— Start of DATA SUPPLIED —
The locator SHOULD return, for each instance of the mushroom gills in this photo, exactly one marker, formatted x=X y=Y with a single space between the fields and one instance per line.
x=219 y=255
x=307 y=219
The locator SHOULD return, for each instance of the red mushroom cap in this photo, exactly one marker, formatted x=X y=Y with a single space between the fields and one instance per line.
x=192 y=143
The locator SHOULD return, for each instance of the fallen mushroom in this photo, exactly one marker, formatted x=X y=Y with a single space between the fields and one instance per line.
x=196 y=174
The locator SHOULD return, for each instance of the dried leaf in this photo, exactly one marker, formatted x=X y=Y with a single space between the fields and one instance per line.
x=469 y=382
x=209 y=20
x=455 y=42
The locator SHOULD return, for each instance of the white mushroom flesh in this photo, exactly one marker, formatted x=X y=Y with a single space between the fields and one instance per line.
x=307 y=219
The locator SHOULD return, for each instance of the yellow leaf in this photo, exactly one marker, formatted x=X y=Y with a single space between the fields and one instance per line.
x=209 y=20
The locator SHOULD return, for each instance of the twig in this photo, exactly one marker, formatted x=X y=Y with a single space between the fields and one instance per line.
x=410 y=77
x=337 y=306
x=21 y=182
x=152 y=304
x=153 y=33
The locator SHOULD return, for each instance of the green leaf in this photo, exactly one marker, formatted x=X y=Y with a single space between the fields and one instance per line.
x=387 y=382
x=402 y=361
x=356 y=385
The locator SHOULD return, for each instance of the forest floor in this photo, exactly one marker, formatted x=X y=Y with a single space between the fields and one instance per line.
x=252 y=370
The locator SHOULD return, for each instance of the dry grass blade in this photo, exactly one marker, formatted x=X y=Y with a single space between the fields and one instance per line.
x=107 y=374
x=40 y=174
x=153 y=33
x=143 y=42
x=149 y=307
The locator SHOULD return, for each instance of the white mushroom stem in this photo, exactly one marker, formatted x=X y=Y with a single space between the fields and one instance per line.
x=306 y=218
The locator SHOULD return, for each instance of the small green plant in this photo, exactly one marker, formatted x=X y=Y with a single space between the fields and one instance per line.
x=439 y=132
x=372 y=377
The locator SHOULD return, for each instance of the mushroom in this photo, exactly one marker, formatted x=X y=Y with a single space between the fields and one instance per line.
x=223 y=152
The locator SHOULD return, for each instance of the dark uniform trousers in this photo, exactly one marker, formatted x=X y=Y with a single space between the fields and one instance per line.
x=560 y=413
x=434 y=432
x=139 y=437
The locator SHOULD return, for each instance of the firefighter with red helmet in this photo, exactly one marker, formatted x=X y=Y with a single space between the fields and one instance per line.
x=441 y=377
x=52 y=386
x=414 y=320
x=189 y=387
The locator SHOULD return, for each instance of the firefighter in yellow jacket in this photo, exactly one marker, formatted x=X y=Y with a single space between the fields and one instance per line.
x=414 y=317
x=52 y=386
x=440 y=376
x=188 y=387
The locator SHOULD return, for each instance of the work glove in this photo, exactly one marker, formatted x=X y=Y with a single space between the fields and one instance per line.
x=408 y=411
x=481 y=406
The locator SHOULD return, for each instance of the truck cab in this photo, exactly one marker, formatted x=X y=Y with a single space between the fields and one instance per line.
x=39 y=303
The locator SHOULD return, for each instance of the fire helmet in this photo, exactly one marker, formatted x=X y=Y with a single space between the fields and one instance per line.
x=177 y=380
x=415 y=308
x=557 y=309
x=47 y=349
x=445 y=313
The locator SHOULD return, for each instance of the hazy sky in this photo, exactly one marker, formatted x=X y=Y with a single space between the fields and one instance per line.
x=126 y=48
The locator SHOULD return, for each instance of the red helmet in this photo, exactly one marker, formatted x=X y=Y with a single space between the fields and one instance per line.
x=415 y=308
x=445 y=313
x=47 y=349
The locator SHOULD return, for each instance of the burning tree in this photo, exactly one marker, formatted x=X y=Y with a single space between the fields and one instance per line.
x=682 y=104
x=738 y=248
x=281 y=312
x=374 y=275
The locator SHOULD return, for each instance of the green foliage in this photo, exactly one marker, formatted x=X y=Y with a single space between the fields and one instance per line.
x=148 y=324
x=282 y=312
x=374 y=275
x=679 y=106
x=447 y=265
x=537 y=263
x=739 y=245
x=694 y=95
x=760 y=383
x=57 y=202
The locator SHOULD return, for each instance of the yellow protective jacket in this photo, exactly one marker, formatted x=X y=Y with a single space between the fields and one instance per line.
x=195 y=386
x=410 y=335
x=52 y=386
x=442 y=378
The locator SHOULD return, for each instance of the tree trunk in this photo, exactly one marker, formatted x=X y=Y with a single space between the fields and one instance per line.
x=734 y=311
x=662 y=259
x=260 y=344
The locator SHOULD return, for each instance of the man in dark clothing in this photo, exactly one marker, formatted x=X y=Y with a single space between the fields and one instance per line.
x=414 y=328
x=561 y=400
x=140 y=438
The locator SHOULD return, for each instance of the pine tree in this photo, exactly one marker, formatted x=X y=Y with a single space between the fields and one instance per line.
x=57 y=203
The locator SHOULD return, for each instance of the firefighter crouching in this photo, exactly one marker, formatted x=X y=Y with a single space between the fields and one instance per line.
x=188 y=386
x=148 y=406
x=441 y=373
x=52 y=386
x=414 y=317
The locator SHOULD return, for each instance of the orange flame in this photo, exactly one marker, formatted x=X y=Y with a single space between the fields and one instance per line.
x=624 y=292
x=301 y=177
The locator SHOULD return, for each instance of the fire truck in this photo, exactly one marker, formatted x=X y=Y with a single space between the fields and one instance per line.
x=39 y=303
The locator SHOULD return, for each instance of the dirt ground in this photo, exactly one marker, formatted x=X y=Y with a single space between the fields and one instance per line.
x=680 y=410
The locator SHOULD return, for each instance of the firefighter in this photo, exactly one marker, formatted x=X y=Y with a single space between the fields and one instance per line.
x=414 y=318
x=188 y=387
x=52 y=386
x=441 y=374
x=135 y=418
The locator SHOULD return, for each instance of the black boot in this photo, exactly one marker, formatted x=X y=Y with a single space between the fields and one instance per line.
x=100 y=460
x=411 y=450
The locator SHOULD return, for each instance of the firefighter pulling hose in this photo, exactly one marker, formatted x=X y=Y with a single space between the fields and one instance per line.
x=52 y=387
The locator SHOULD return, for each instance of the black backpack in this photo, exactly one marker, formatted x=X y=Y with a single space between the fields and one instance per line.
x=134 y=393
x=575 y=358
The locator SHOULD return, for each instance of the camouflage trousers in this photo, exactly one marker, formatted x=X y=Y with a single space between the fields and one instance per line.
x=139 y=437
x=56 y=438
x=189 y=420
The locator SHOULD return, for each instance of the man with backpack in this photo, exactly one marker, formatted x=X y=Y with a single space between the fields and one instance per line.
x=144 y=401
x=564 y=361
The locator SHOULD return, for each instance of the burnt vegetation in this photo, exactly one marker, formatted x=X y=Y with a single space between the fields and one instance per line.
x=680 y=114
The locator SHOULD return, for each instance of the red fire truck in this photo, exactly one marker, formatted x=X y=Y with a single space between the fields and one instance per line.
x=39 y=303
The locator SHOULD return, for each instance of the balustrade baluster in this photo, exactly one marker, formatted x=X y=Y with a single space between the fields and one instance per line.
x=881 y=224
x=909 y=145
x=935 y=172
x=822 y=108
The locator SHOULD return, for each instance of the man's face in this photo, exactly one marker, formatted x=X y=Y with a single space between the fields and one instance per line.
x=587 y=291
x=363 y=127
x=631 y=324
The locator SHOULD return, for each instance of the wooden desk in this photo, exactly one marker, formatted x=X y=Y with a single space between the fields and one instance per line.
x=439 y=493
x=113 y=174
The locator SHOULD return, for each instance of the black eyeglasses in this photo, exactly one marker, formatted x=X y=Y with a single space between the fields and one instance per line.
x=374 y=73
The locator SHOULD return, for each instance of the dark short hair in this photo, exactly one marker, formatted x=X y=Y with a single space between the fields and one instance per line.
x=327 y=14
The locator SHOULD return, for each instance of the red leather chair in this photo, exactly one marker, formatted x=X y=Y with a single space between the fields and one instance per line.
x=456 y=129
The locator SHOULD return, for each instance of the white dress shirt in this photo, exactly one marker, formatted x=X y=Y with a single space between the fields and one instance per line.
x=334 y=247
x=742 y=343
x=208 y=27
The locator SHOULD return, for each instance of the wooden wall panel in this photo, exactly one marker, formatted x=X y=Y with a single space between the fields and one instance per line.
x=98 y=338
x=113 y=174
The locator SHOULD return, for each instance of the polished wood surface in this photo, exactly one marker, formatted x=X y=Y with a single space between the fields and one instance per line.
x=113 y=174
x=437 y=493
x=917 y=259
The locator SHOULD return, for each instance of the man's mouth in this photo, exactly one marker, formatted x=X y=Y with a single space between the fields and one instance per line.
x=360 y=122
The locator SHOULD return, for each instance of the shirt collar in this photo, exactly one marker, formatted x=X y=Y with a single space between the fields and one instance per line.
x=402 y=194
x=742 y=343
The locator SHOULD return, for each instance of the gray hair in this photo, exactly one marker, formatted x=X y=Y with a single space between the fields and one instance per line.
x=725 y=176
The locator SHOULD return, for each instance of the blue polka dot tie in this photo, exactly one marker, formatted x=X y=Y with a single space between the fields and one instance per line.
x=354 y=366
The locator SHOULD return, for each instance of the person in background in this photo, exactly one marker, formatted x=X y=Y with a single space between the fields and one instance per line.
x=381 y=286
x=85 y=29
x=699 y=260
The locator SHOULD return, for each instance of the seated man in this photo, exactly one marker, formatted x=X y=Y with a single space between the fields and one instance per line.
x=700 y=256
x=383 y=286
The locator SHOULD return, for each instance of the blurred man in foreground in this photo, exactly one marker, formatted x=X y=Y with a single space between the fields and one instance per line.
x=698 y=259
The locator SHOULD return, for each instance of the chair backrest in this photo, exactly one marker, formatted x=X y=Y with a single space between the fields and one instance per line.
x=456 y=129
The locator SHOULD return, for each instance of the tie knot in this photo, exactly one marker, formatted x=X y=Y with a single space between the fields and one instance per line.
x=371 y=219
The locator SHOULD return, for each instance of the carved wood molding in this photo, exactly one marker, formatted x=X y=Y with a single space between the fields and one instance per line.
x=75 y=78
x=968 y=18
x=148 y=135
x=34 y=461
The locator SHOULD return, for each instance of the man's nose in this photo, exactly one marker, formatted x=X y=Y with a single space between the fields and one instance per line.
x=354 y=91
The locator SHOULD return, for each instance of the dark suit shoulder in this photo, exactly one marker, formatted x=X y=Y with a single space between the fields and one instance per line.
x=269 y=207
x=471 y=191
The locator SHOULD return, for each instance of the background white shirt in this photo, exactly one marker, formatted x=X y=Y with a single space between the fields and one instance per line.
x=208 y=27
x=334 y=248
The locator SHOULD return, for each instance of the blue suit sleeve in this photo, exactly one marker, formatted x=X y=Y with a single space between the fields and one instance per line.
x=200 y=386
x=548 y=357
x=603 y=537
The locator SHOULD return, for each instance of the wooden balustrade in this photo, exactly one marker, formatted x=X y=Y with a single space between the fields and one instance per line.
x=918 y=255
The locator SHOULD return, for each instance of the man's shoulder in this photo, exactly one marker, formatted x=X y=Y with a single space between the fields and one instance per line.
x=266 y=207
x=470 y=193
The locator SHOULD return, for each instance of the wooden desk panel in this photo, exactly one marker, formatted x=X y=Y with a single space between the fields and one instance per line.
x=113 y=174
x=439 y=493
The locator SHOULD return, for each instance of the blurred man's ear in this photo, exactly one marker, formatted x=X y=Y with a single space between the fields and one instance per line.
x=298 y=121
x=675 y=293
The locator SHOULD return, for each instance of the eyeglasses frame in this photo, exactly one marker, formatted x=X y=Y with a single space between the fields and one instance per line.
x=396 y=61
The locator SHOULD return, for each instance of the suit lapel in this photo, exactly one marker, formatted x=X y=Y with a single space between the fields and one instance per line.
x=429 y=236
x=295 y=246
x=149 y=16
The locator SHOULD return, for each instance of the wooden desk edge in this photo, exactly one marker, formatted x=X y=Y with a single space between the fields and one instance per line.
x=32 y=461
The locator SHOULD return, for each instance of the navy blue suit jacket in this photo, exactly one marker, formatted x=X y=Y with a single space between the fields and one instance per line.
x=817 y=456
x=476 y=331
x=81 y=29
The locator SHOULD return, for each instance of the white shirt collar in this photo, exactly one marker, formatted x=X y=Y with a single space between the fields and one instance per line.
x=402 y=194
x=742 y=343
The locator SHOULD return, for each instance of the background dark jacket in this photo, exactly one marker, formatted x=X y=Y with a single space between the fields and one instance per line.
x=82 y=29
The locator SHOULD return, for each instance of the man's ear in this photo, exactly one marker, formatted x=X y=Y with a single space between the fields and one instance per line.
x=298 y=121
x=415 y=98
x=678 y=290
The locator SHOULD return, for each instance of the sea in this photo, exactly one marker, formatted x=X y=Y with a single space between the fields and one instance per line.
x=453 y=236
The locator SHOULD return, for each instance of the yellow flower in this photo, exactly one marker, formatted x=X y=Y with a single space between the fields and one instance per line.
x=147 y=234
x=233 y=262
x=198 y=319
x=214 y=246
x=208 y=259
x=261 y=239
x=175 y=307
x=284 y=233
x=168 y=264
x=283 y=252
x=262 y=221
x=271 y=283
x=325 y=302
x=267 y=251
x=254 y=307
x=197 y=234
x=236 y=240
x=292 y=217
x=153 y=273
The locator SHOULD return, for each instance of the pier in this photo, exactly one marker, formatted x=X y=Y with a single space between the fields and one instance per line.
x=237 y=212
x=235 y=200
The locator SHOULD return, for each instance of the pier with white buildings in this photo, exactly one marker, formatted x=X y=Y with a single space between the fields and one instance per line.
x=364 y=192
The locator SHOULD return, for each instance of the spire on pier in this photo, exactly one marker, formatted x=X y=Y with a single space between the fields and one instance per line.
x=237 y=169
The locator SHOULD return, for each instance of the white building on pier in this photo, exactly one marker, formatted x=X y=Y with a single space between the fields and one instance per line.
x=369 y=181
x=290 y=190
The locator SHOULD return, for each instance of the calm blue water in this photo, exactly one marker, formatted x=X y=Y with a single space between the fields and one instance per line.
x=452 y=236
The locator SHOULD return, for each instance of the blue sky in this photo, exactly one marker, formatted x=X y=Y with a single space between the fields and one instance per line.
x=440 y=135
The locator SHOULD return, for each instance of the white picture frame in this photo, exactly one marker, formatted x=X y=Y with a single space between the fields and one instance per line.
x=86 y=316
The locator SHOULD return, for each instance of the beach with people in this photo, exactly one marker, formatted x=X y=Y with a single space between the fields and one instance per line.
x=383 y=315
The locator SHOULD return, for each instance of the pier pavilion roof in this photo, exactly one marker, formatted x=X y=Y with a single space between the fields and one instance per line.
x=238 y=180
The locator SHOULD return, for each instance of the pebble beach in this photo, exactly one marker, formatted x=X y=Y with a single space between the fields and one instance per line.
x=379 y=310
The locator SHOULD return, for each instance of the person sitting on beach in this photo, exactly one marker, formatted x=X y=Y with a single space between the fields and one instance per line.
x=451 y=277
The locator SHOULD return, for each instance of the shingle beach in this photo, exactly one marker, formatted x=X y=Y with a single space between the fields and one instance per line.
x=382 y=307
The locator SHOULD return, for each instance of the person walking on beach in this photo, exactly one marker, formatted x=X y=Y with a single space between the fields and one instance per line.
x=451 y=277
— End of DATA SUPPLIED —
DIRECTIONS FOR THIS TASK
Copy everything from the start of the material down to the line containing "x=196 y=174", changing "mushroom" to "toadstool" and leaving the rest as it is.

RESULT OF THE TASK
The locator SHOULD return, for each instance of the toadstool gills in this photo, exactly one marker, formatted x=X y=Y with a single space between the fields and one instance per line.
x=219 y=255
x=307 y=219
The locator SHOULD return, for each instance of the red toadstool cap in this photo, exactly one marker, formatted x=X y=Y with a single space between the fields and one instance per line.
x=192 y=143
The locator SHOULD return, for each instance of the fallen toadstool in this photo, exactly one marker, formatted x=X y=Y with a single space between the fields and one instance per line.
x=196 y=174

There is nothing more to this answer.